Problem statement: Copy out all of the lines below, requests included, and scale every coordinate in the answers by 1.7, rounding each result to a whole number with halves rounded up. Leave the numbers in the requests and their format sample unchanged.

--- start Record set ---

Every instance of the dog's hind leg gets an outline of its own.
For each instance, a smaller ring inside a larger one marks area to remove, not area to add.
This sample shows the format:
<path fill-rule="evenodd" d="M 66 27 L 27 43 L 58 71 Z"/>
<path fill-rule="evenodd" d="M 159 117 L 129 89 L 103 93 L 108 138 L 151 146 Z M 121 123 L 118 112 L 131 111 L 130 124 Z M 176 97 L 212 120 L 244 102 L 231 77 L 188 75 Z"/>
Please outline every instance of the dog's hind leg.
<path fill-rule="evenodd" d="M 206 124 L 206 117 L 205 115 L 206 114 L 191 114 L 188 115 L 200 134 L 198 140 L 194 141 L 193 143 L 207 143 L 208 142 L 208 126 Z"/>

--- end Record set ---

Response to the task:
Every instance of the dog's hind leg gets an outline of its own.
For each instance, a smaller ring inside a larger one marks area to remove, not area to add.
This sample shows the format:
<path fill-rule="evenodd" d="M 66 27 L 27 43 L 58 71 Z"/>
<path fill-rule="evenodd" d="M 159 117 L 129 89 L 103 93 L 108 138 L 151 146 Z M 121 123 L 118 112 L 131 111 L 130 124 Z M 176 97 L 212 120 L 244 102 L 231 77 L 188 75 Z"/>
Please outline every instance of the dog's hind leg.
<path fill-rule="evenodd" d="M 350 211 L 350 199 L 349 196 L 350 194 L 325 194 L 320 196 L 340 228 L 337 238 L 330 240 L 328 243 L 352 243 L 354 241 L 354 214 Z"/>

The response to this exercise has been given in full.